# Start of Material provided

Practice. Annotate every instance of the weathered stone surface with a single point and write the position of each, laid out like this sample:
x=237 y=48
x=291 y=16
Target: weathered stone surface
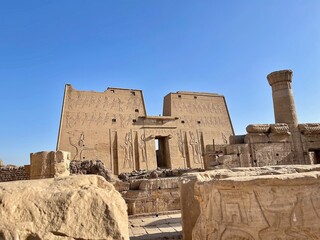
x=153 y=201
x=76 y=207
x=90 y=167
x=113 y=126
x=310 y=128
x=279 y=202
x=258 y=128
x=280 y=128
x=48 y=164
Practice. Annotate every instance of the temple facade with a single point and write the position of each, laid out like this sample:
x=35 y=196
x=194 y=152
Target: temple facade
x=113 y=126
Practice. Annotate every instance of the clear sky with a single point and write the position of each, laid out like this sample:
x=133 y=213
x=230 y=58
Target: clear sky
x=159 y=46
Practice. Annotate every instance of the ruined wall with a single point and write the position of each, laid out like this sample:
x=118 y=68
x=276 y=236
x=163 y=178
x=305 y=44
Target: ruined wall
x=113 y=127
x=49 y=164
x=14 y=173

# End of Material provided
# Start of Material provided

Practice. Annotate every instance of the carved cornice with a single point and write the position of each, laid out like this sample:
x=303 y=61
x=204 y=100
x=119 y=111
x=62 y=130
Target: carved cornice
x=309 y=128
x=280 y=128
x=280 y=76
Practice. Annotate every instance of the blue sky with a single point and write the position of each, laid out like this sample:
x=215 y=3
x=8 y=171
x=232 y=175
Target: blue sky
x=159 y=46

# End of Material provided
# Start of Material provided

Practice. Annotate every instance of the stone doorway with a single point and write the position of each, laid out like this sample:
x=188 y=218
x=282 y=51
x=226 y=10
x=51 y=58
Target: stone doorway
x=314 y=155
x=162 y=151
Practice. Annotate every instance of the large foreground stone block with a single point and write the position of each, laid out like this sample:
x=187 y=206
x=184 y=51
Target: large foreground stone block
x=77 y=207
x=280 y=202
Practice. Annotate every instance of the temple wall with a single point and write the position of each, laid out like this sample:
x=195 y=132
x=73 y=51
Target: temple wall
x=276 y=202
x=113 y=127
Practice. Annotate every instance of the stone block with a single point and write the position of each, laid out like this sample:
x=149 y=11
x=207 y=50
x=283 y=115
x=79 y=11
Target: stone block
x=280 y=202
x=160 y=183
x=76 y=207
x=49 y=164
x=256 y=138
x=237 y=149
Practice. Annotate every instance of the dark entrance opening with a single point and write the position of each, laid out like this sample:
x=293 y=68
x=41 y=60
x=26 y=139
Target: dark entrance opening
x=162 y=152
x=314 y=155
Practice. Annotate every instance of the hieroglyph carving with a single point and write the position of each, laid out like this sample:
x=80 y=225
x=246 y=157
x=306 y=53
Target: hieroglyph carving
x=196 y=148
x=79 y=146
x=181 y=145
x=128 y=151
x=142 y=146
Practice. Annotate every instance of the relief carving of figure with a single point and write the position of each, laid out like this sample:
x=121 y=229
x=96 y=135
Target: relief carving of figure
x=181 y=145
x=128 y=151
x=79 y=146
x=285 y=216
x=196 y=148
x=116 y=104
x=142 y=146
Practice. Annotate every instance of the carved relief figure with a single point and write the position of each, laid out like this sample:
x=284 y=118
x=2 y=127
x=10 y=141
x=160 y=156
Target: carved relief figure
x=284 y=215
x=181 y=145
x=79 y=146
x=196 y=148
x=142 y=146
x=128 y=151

# End of Material provided

__Problem details__:
Please copy out the listing lines exactly, starting at the line that contains "Practice. Annotate every instance of the stone doorway" and ending at the line that contains "x=237 y=149", with both of those lines included.

__Response to the exercise__:
Practice. Annotate every instance of the stone doorway with a single point and write the position of each, laid out like this sample:
x=188 y=218
x=282 y=51
x=226 y=10
x=51 y=58
Target: stone doorway
x=314 y=155
x=162 y=151
Practice. Annotate every instance of the large foreground stone block with a single point and write the position of each, laid out like this sample:
x=187 y=206
x=184 y=51
Target: large foreground stone block
x=77 y=207
x=280 y=202
Practice. Annotate every instance of the temple wall with a single point and write the position of each, laid out like this sample:
x=195 y=132
x=73 y=51
Target: temple wall
x=276 y=202
x=113 y=127
Practice. Annotate every instance of the stone block with a single point and write the position of each, laid out like this sample:
x=149 y=11
x=207 y=50
x=283 y=115
x=79 y=11
Target: stone block
x=280 y=202
x=160 y=183
x=76 y=207
x=49 y=164
x=256 y=138
x=237 y=149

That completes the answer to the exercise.